____ Extracted entries

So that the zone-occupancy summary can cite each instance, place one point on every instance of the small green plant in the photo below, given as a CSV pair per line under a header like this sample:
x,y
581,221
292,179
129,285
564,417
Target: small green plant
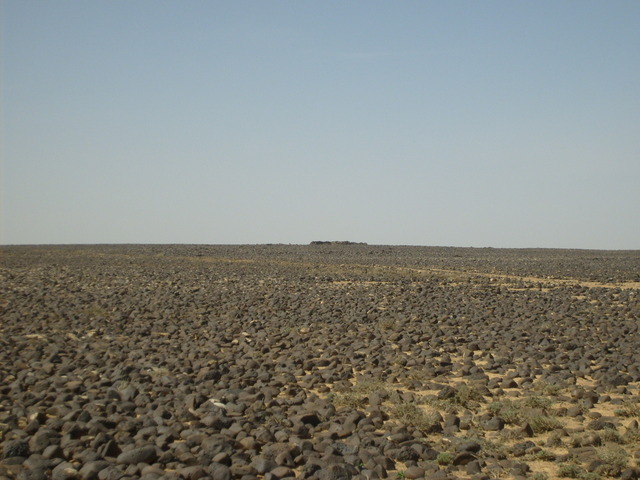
x,y
570,470
628,409
516,413
386,324
550,389
412,415
444,459
467,396
356,396
612,435
540,476
542,455
541,423
537,402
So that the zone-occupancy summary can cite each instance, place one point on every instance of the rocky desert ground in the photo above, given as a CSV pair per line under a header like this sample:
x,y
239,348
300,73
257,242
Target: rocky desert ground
x,y
325,361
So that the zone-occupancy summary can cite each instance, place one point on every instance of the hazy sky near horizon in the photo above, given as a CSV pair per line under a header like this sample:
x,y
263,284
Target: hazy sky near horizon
x,y
495,123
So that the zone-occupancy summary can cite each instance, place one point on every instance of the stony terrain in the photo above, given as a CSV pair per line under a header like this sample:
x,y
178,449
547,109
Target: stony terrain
x,y
323,361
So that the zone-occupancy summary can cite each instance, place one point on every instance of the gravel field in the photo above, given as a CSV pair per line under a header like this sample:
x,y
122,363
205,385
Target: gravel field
x,y
327,362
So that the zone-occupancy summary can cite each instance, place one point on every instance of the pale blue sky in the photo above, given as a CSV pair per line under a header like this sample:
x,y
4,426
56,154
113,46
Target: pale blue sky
x,y
494,123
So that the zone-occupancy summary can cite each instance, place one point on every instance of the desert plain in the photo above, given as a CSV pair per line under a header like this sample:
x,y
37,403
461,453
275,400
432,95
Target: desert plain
x,y
329,361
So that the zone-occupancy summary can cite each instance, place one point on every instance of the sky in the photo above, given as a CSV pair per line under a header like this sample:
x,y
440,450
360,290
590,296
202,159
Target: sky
x,y
462,123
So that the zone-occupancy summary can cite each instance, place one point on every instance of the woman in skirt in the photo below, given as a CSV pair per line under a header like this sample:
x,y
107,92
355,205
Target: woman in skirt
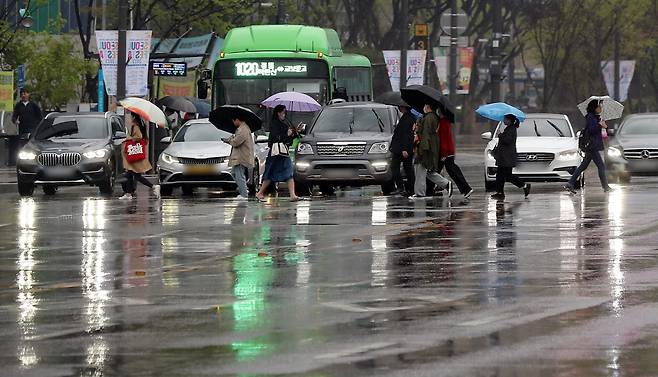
x,y
278,168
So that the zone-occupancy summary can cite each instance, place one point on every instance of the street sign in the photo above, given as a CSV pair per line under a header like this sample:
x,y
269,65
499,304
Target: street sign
x,y
169,69
421,30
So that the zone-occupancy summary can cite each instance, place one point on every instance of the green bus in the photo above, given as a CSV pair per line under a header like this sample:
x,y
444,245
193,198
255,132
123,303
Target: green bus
x,y
261,60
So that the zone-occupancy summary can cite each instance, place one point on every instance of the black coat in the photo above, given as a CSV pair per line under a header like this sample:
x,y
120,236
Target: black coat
x,y
505,151
29,116
279,132
403,136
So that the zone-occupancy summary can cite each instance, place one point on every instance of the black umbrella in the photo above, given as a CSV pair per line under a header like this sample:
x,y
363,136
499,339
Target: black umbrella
x,y
222,117
391,98
178,103
202,107
419,95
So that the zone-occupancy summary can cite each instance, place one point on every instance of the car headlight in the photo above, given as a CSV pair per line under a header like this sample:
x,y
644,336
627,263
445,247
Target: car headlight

________

• Task instructions
Quote in full the listing given above; the images are to be left out.

• Result of this exercise
So that the zone-occupancy summary can cite each instance, place one point on every instance of the small green plant in the photo below, given as a CSV pair per line under a header like this sample:
x,y
581,221
292,179
129,285
564,417
Target: small green plant
x,y
570,470
628,409
516,413
386,324
550,389
412,415
444,459
467,396
356,396
612,435
540,476
542,455
541,423
537,402
So that the zone-occupancy summary can cite each instance, place one point on every instance of the rocky desert ground in the photo above, given as a CSV pair per line under a header like this sample:
x,y
239,348
300,73
257,242
Target: rocky desert ground
x,y
325,361
So that the zone-occupancy summary can cite each instance, place one point on every instance of the hazy sky near horizon in the photo above, given as a CSV pair per line under a header like this sample:
x,y
263,284
Target: hazy sky near horizon
x,y
495,123
So that the zone-occupancy summary can cite each instance, place one point on every instance of the stony terrain in the photo above, given as a CSV pair per line under a header like this sample:
x,y
178,449
547,109
Target: stony terrain
x,y
323,361
So that the zone-occupancy summary can cite each instance, place one point on every instance of the gravel field in the photo above, given as a CSV pair per line under a header like this sample:
x,y
122,363
205,385
Target: gravel field
x,y
327,362
So that the zone-occupancy summary can cite each instance, place one point on every instance of the pale blue sky in the photo above, given as a CSV pair per line under a header like this sample:
x,y
4,426
56,154
113,46
Target: pale blue sky
x,y
494,123
So that the zone-occupancy summary can cite each instance, place one point on every instance of the desert plain in the photo above, given as a CSV pair per line under a header like this sample:
x,y
37,403
461,453
275,400
432,95
Target: desert plain
x,y
329,361
So that the zone-occupancy summary can cite each instance, place one point on every instance of the sky in the photo above, given as a CSV pair per line under a header like this sample:
x,y
440,450
360,290
590,296
202,159
Target: sky
x,y
462,123
So that the zone-occupancy summary can cite each instance, place one point on every instance of the woman in skirt in the photo below, given as a CSV pair per line under a header like this sample:
x,y
107,92
355,205
Target: woman in skirt
x,y
278,168
So that the zone-occupancy summary can cite each instance, place one point on every instance of the street sign in the photo above, given as a CSV pair per line under a header like this sample:
x,y
269,65
499,304
Target: street sign
x,y
169,69
421,30
So that the zone-occupancy summary can cite each instance, place one point on every instance of the green bus in the photo above, given as a CSV pair per line under a header like this sample:
x,y
444,245
193,198
255,132
123,303
Target: green bus
x,y
261,60
So that the zone-occupancy summary can cite each instance, place one point on every instance of the black coat in the photo above, given as a CSV pair per line under a header like this sample:
x,y
120,236
Target: black coat
x,y
505,151
29,116
279,132
403,136
So that the zone-occupancy summary can cite each instance, place one point on every instance of the black umbrella in the photo above, given as a CSV pair per line under a header like this sample:
x,y
363,136
499,339
Target: black umbrella
x,y
222,117
391,98
178,103
202,107
419,95
So that the zone-occupancy summary can cite each instance, place one point on every instance of the car headlight in the photo above, given as a CSV pair per line under a header like this sample:
x,y
644,336
627,263
445,247
Target: car headlight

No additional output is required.